- Written instruction -
Duplicate the rows below word for word, starting with the first line and going on through the line that contains "column 131, row 69", including both of those lines.

- Entries for pointing to named objects -
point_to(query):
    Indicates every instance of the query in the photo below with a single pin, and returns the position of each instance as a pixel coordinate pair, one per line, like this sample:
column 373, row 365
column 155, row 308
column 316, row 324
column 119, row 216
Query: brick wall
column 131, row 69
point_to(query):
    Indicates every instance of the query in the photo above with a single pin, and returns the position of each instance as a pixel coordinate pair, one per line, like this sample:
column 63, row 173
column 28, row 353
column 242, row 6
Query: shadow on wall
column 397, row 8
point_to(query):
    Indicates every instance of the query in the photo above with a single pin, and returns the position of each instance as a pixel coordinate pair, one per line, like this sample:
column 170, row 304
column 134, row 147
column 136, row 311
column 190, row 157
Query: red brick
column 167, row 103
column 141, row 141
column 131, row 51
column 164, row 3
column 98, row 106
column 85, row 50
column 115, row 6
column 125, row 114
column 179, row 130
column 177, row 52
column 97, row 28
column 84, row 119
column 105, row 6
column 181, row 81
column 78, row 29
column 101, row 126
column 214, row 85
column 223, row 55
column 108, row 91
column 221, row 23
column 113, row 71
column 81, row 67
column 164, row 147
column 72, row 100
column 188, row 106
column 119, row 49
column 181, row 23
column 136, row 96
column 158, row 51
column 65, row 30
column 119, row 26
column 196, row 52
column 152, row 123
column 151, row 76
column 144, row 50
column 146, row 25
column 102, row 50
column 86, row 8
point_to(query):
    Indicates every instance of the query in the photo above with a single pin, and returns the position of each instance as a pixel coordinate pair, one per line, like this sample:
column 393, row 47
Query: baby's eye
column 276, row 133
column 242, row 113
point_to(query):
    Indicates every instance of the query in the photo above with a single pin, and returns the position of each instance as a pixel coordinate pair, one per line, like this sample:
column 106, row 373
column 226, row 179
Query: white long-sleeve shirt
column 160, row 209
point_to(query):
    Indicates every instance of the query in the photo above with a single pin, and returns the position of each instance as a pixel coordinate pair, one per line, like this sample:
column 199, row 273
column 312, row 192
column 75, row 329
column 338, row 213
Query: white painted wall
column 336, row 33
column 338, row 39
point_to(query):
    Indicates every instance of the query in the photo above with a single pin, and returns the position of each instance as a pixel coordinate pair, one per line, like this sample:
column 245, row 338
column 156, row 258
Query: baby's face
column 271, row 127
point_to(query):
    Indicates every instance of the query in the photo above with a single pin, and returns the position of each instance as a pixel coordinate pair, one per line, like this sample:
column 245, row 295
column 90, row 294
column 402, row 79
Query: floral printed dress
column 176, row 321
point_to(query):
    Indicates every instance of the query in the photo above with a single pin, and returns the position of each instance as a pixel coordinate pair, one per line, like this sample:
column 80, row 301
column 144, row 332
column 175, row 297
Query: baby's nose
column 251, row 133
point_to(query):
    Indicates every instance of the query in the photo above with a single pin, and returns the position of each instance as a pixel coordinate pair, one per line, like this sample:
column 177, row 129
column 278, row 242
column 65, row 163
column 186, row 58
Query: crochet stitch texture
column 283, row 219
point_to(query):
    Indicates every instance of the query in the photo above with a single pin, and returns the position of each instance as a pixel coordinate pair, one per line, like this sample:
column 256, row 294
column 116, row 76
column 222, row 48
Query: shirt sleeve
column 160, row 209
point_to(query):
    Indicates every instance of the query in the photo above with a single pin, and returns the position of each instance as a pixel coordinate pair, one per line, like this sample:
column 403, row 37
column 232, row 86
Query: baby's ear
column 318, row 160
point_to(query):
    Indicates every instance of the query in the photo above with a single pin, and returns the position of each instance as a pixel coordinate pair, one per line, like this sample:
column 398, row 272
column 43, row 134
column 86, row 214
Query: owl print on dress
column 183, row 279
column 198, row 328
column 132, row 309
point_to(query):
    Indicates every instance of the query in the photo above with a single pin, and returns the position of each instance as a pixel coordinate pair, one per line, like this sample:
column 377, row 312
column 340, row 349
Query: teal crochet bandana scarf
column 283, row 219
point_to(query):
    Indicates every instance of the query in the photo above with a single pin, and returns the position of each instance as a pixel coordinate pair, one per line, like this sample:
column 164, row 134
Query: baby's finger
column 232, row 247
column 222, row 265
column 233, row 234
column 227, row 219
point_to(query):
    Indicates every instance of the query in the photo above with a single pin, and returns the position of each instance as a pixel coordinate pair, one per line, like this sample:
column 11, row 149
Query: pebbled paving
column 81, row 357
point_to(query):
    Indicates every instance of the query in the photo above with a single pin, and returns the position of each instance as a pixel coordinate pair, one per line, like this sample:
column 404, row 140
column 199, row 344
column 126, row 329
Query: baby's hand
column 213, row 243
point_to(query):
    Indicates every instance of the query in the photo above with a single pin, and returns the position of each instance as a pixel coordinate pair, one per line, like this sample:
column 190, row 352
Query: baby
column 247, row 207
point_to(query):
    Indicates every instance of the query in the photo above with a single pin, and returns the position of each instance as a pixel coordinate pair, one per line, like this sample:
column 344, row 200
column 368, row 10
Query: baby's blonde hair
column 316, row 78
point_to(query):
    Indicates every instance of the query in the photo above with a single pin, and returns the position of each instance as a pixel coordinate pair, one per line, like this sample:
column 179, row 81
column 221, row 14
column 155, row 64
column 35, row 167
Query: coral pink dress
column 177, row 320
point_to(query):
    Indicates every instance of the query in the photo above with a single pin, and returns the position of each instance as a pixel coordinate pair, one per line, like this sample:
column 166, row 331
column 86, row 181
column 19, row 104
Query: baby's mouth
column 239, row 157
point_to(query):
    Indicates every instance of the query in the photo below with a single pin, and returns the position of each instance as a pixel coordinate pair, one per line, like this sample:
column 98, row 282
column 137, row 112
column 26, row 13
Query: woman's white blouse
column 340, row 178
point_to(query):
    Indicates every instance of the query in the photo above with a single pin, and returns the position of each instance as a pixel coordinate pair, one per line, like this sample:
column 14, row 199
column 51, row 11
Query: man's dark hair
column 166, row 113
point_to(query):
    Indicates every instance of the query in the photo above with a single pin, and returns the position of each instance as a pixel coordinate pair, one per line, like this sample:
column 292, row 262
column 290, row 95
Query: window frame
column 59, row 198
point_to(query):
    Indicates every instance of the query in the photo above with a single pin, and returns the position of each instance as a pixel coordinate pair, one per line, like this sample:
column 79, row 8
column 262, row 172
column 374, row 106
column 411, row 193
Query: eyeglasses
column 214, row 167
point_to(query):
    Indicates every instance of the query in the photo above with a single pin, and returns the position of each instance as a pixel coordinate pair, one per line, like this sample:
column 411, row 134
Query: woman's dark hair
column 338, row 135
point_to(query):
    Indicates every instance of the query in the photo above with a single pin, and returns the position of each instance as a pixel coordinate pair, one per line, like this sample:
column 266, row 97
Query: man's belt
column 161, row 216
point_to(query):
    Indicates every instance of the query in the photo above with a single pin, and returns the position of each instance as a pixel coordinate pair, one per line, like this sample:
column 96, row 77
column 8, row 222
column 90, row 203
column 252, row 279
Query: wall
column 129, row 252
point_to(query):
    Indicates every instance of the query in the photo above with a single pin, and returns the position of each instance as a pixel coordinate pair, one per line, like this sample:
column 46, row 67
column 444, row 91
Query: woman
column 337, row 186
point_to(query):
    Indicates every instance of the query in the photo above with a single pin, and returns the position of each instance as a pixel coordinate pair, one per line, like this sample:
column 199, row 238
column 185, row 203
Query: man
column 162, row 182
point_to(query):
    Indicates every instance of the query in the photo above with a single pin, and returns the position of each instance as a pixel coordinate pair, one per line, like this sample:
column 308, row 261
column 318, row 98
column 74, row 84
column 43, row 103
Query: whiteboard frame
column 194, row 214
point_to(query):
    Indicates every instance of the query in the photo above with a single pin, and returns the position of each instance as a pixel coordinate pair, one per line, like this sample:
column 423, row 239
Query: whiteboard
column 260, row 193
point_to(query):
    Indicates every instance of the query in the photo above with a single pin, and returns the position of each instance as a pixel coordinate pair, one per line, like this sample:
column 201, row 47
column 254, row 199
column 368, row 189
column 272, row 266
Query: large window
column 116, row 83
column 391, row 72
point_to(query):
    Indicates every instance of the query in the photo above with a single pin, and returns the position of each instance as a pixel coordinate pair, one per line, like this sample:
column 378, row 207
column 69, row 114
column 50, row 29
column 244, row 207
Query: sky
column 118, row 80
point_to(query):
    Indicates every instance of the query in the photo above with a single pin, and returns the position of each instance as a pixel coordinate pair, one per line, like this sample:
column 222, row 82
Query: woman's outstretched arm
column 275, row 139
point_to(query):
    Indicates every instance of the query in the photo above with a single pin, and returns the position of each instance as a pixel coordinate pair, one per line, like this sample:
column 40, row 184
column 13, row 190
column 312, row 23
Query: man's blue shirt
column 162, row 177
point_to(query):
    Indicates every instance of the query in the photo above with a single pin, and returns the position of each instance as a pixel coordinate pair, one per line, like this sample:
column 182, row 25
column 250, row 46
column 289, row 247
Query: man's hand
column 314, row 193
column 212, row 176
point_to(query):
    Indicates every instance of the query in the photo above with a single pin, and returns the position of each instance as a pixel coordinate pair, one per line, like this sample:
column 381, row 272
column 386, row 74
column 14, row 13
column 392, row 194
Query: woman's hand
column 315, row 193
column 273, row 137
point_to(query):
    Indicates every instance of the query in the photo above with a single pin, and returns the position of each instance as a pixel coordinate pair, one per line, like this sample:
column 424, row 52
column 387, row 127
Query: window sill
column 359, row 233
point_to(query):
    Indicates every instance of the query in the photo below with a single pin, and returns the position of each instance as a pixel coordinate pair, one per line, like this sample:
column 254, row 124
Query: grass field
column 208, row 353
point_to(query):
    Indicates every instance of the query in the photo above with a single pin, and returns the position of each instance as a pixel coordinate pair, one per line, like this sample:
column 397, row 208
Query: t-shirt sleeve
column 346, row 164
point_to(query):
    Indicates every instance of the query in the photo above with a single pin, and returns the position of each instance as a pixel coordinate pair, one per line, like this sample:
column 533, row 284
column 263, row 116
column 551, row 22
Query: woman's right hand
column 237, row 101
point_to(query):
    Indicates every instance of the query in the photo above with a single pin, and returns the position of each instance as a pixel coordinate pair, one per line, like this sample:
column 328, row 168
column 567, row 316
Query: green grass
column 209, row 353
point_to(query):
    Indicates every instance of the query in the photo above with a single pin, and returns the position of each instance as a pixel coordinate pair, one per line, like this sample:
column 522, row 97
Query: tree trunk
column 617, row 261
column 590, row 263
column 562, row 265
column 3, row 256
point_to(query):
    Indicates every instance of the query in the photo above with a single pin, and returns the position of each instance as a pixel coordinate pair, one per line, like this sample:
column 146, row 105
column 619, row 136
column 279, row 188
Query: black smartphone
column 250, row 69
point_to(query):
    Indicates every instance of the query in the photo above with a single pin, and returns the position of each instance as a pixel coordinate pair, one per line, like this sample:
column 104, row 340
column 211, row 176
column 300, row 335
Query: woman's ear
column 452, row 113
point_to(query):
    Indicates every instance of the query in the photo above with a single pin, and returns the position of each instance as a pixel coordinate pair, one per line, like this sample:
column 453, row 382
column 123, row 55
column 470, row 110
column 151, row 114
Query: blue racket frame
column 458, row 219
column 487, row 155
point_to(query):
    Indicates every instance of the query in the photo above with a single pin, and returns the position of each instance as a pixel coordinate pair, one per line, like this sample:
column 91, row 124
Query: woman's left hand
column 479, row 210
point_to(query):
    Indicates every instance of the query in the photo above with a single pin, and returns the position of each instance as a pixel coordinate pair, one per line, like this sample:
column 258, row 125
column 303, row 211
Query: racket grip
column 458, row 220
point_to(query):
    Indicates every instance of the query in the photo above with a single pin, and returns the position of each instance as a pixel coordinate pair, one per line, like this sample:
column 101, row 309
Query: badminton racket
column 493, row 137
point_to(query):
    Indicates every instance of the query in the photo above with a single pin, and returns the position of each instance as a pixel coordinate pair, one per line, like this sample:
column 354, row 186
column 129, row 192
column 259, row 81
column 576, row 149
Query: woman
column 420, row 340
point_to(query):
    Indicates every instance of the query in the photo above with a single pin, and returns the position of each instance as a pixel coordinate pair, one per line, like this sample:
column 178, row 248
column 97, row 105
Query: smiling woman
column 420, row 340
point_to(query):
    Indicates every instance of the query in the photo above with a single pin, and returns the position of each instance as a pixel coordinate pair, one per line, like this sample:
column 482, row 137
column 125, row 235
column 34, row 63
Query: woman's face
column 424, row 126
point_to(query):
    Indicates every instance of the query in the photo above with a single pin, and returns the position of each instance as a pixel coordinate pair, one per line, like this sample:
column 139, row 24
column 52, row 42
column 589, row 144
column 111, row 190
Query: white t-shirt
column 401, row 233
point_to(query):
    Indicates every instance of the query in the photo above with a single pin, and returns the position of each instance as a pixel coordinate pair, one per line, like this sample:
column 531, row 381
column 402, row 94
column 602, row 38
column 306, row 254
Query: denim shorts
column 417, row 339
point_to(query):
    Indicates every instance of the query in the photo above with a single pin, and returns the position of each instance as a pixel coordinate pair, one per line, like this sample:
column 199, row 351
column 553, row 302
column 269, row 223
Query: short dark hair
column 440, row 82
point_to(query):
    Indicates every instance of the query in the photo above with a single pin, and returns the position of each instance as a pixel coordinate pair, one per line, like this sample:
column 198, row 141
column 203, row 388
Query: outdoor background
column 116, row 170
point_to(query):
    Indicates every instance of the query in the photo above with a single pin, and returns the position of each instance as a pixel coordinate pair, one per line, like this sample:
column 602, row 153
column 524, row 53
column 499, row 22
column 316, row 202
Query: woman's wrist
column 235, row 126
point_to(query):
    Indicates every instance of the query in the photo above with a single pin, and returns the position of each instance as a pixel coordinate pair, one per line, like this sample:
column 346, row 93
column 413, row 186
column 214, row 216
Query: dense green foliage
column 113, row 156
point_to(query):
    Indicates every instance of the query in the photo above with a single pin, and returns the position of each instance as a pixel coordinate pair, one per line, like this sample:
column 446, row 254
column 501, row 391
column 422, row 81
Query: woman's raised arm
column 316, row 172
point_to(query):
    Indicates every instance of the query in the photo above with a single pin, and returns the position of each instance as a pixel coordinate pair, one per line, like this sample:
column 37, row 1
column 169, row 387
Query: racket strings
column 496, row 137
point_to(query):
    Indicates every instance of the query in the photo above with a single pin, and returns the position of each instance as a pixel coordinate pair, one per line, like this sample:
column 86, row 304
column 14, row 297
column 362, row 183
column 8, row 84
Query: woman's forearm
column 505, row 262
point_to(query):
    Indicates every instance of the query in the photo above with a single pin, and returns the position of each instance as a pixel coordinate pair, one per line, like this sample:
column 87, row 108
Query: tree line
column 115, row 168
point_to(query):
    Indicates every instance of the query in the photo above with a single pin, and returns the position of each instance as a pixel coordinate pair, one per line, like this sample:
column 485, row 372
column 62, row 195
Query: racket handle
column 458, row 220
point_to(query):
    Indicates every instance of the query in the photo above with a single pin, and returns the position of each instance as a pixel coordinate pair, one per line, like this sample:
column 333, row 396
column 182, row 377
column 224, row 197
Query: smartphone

- The solution -
point_to(query):
    Indicates every instance of the query in the photo below with a single pin, and returns the position of each instance as a pixel coordinate pair, one per line, like this sample:
column 373, row 365
column 155, row 308
column 316, row 324
column 119, row 216
Query: brick wall
column 131, row 69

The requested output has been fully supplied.